* Passage provided
Tilt And The Art Of Anger Management
Things you will learn:
- What tilt is and how it can affect your winnings
- How to recognise tilt and prevent it
Imagine you're on the button and you're dealt K♠ K♣. Naturally, you put in a large bet. One player calls.
The flop comes a beautiful K♥ 8♥ 3♣. You've hit top set and decide to trap with a check-raise. You check and your opponent bets into you, taking the bait. Holding such a strong hand, you raise all-in, figuring that they're holding the fourth king, or possibly an ace - both of which make them a gigantic underdog. They call and turn over Q♥ 8♣. Great! Not only did your opponent call your pre-flop raise with a junk hand, but he also called your all-in with middle pair.
You now have a 95% chance of taking the pot down. Until, that is, 9♥ on the turn and 4♥ on the river give your opponent a backdoor flush - and the pot is awarded to your lucky opponent.
We've all been there. All of a sudden you've lost a lot of chips and, although you're not down and out just yet, all you can think about is how that last hand should have been yours.
What will determine whether you're a winner is how you react to the slings and arrows of terrible misfortune.
Deal with it
Poker players have a name for this. Tilt.
Anyone playing poker will go on tilt. But what separates the professionals from the rest of us is that they don't deny its existence; they acknowledge it and try to limit its effect. It's impossible not to get a little worked up when you lose four hands on the trot to opponents who got lucky with poor hands. It comes with the territory and there's not a lot you can do about it.
But if you're going to avoid further unnecessary losses you have to learn not to surrender your soul to the evil poker gods.
The main thing to remember when playing poker is that, although it requires skill and knowledge, it's also a game of luck, with fortunes resting on the turn of a card. Sometimes your opponents are going to hit that one-outer that will scoop all your hard-earned chips. It happens to the best of us. Even if you play perfect poker and every decision you make is theoretically spot on, bad beats will from time to time, still creep up and rob you.
But if you understand that it's all part of the game, and accept its inevitability, then it's less likely to bother you and affect your game.
Tilt can't be ignored, but it can be controlled. Be aware of it, stay strong and don't let it get the better of you. There's only one thing worse than losing to your opponents and that's being beaten by yourself.
Let your emotions get frayed and you'll be mincemeat. Follow these five tips to handle tilt:
- Think of each losing hand as a lesson learnt and draw experience from losses
- Take a break, so when you sit back down to play you've got a clear head
- Play at lower limits, so if your bad run continues, you're losing less
- Don't let it ruin your game. Poker is meant to be fun, after all
- Read a poker book to restore your confidence
Show of emotion
You'll find that your worst losing sessions aren't simply to do with bad luck or 'not hitting the cards', although that might be your excuse, but are in fact due to you becoming emotionally unstuck. You might think that your play is perfect, up until a certain point, but it can all fall apart swiftly, because you let a so-called 'bad beat' get the better of you.

Saved entries

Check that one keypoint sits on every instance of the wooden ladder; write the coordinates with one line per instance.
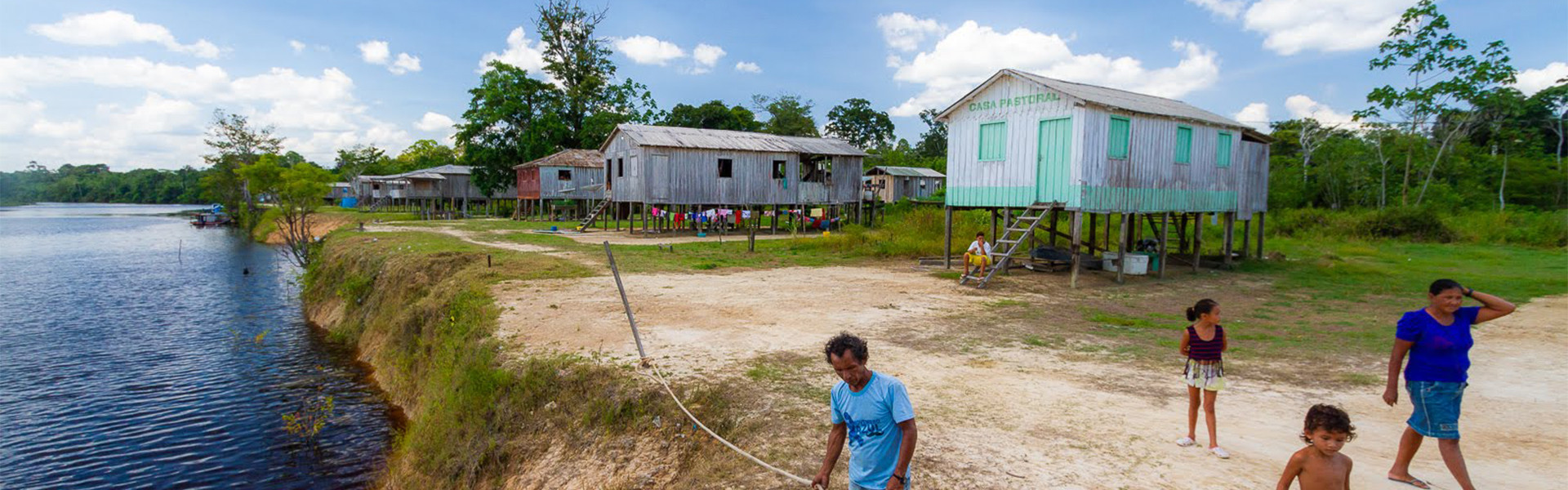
(1012, 239)
(593, 216)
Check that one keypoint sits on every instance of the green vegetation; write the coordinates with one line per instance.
(417, 306)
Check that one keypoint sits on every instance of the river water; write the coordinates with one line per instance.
(137, 354)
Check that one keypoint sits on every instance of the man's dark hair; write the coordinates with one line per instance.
(845, 343)
(1329, 418)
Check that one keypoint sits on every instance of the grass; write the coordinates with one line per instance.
(419, 308)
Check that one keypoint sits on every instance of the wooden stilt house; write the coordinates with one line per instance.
(1036, 149)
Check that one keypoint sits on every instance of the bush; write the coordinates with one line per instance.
(1414, 224)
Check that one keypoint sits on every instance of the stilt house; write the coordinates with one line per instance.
(1034, 145)
(894, 184)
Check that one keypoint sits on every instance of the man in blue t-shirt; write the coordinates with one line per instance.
(872, 412)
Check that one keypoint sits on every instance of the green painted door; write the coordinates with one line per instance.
(1054, 153)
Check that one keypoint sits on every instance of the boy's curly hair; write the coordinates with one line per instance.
(1329, 418)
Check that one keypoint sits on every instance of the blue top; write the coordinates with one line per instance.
(1441, 352)
(872, 418)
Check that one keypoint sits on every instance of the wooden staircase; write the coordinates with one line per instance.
(1012, 239)
(593, 216)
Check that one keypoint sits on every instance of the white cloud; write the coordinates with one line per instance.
(1254, 115)
(905, 32)
(1539, 79)
(1325, 25)
(1223, 8)
(519, 52)
(649, 51)
(380, 52)
(403, 65)
(706, 57)
(1303, 107)
(115, 29)
(971, 54)
(433, 122)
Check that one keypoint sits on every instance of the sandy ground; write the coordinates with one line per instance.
(1029, 418)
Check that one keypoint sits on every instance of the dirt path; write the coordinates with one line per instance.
(1036, 418)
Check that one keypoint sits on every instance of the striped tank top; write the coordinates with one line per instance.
(1205, 350)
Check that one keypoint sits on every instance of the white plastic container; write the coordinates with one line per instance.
(1136, 263)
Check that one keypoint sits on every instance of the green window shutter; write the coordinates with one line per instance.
(1222, 148)
(993, 142)
(1118, 137)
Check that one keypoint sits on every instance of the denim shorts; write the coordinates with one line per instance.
(1437, 408)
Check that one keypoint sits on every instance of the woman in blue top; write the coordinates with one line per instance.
(1438, 341)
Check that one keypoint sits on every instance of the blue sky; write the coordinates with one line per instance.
(134, 83)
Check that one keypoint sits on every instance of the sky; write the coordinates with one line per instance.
(136, 83)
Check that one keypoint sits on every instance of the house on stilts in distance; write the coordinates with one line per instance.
(576, 175)
(659, 172)
(1058, 158)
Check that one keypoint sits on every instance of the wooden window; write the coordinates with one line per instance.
(993, 142)
(1222, 151)
(1183, 145)
(1118, 139)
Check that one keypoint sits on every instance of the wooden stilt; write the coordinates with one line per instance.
(1078, 260)
(947, 238)
(1196, 241)
(1165, 228)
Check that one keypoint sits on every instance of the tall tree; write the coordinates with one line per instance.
(933, 142)
(1443, 79)
(712, 115)
(235, 143)
(787, 115)
(858, 122)
(579, 61)
(510, 120)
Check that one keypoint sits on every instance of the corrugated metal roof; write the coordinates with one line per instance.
(906, 172)
(739, 140)
(568, 158)
(1117, 100)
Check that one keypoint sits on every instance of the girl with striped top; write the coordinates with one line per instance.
(1203, 345)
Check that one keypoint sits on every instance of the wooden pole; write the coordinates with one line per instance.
(1196, 241)
(1078, 260)
(947, 238)
(1261, 234)
(1121, 248)
(1165, 226)
(1230, 238)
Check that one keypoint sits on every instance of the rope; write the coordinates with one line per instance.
(661, 379)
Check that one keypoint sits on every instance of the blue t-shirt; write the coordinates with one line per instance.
(1441, 352)
(872, 418)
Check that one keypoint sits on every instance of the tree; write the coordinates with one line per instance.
(858, 122)
(933, 142)
(1441, 79)
(425, 154)
(579, 61)
(712, 115)
(296, 192)
(361, 161)
(787, 115)
(235, 143)
(510, 120)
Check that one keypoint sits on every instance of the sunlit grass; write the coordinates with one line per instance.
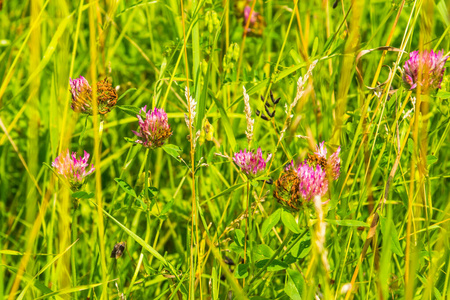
(194, 225)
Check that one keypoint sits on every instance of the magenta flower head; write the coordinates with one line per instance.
(425, 69)
(154, 129)
(251, 163)
(81, 95)
(321, 150)
(334, 164)
(313, 181)
(72, 169)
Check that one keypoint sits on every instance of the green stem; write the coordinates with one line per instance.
(73, 250)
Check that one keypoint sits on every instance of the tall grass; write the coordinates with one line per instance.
(196, 227)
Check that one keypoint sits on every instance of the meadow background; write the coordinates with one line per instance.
(387, 233)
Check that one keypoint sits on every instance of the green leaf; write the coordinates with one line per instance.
(315, 46)
(126, 187)
(141, 242)
(302, 247)
(392, 234)
(172, 150)
(270, 222)
(126, 92)
(443, 94)
(241, 271)
(294, 284)
(355, 223)
(239, 237)
(167, 207)
(431, 159)
(410, 145)
(264, 250)
(275, 265)
(225, 121)
(83, 195)
(227, 191)
(289, 221)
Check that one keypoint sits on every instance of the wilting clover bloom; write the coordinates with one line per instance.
(82, 96)
(154, 129)
(425, 69)
(309, 179)
(256, 23)
(251, 163)
(73, 169)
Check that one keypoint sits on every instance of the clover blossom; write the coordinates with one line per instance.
(154, 129)
(256, 23)
(253, 19)
(251, 163)
(313, 181)
(331, 165)
(334, 164)
(82, 96)
(72, 169)
(425, 69)
(321, 150)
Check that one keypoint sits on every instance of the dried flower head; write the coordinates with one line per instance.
(287, 188)
(155, 129)
(72, 169)
(82, 96)
(425, 69)
(251, 163)
(310, 179)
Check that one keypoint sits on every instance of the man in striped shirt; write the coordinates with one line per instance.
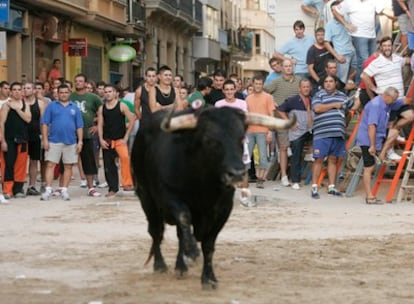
(386, 70)
(328, 132)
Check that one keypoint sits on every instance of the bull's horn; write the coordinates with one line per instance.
(187, 121)
(269, 121)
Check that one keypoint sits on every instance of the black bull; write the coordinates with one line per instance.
(186, 176)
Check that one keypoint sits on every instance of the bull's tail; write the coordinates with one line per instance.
(150, 255)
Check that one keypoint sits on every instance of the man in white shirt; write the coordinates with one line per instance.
(387, 72)
(358, 16)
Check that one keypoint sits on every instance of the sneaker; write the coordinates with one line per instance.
(45, 196)
(65, 196)
(19, 195)
(84, 183)
(260, 184)
(32, 191)
(401, 139)
(3, 200)
(309, 157)
(57, 192)
(110, 194)
(391, 155)
(92, 192)
(247, 202)
(315, 194)
(285, 181)
(334, 191)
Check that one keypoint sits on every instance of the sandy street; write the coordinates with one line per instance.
(290, 249)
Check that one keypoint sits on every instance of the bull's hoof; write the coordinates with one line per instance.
(209, 285)
(181, 274)
(190, 261)
(160, 268)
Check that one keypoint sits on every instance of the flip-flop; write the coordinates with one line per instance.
(373, 201)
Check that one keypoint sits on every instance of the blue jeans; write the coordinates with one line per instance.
(344, 68)
(296, 158)
(364, 47)
(260, 140)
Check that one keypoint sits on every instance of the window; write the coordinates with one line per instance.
(257, 43)
(92, 65)
(211, 29)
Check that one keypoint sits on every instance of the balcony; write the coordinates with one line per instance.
(107, 16)
(180, 14)
(198, 12)
(257, 20)
(224, 40)
(138, 15)
(206, 49)
(240, 43)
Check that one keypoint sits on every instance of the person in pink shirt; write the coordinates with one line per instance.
(230, 100)
(55, 72)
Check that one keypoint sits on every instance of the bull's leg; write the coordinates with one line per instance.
(208, 278)
(156, 230)
(183, 220)
(181, 268)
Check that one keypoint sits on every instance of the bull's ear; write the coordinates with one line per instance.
(187, 121)
(269, 121)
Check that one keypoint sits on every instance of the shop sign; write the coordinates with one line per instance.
(122, 53)
(4, 11)
(78, 47)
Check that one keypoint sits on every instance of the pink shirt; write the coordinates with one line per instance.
(237, 103)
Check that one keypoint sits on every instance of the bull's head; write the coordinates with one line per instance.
(220, 136)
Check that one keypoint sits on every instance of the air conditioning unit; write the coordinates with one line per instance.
(139, 22)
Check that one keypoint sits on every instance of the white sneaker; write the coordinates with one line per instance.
(245, 198)
(308, 157)
(285, 181)
(103, 185)
(45, 196)
(401, 139)
(391, 155)
(3, 200)
(65, 196)
(84, 183)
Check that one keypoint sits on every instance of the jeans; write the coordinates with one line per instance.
(260, 140)
(117, 149)
(296, 158)
(364, 47)
(344, 68)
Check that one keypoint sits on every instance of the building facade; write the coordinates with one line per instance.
(257, 15)
(40, 31)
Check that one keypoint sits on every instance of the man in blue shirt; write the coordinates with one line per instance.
(62, 135)
(276, 72)
(296, 49)
(373, 131)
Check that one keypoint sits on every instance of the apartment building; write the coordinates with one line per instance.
(78, 32)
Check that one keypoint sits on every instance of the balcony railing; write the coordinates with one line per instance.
(138, 12)
(172, 3)
(198, 11)
(186, 6)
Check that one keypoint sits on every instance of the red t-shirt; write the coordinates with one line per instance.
(364, 65)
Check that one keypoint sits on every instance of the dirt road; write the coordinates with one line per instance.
(290, 249)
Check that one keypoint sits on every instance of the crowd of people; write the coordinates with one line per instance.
(346, 66)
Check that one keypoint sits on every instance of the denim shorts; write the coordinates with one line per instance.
(331, 146)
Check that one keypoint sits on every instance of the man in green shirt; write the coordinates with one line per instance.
(88, 104)
(196, 100)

* Exercise task
Repeat word for word everything in the tilt article from "What will determine" down to "do about it.". Nothing in the records matters here.

* Reply
What will determine whether you're a winner is how you react to the slings and arrows of terrible misfortune.
Deal with it
Poker players have a name for this. Tilt.
Anyone playing poker will go on tilt. But what separates the professionals from the rest of us is that they don't deny its existence; they acknowledge it and try to limit its effect. It's impossible not to get a little worked up when you lose four hands on the trot to opponents who got lucky with poor hands. It comes with the territory and there's not a lot you can do about it.